>> Start

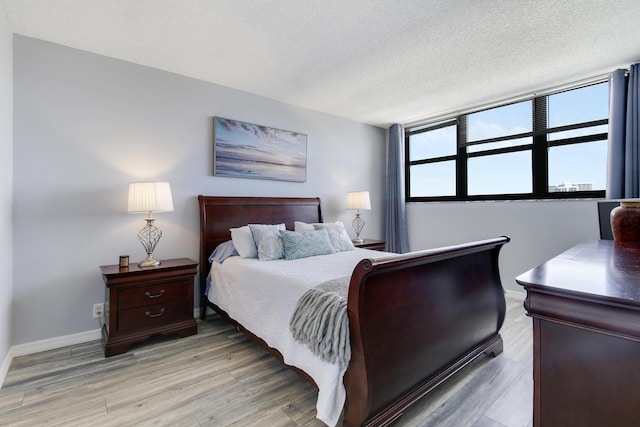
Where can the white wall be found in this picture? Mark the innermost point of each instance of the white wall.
(6, 179)
(87, 125)
(539, 230)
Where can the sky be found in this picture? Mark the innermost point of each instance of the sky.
(511, 173)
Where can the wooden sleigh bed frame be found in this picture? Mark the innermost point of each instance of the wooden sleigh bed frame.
(415, 319)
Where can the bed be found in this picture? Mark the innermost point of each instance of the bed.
(414, 319)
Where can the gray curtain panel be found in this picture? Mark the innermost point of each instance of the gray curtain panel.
(623, 160)
(396, 215)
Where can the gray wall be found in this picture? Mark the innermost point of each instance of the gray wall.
(6, 173)
(87, 125)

>> End

WRITTEN TASK:
Copy only the stretch running from the line containing "Where can the sky" to the final line of the entries, both ends included, exactly as it stands.

WORKED ANSWER:
Where can the sky be found in this picture? Mark the innermost point of each instance of the sky.
(511, 173)
Where can the wooden sleigh bed frame be found in this picture? Mark the innermost point of each instance of the wooden sleigh bed frame.
(415, 319)
Where can the bed be found in this picture? Mark the innermost point of each instance of the bed.
(414, 319)
Where can the gray curtain panel be found in this picture? Mark the innermost point of each instance of the gray curtain panel.
(623, 160)
(396, 215)
Where can the gray wall be found in this picture? Mark the innermost point of each instance of the gray wall.
(6, 173)
(87, 125)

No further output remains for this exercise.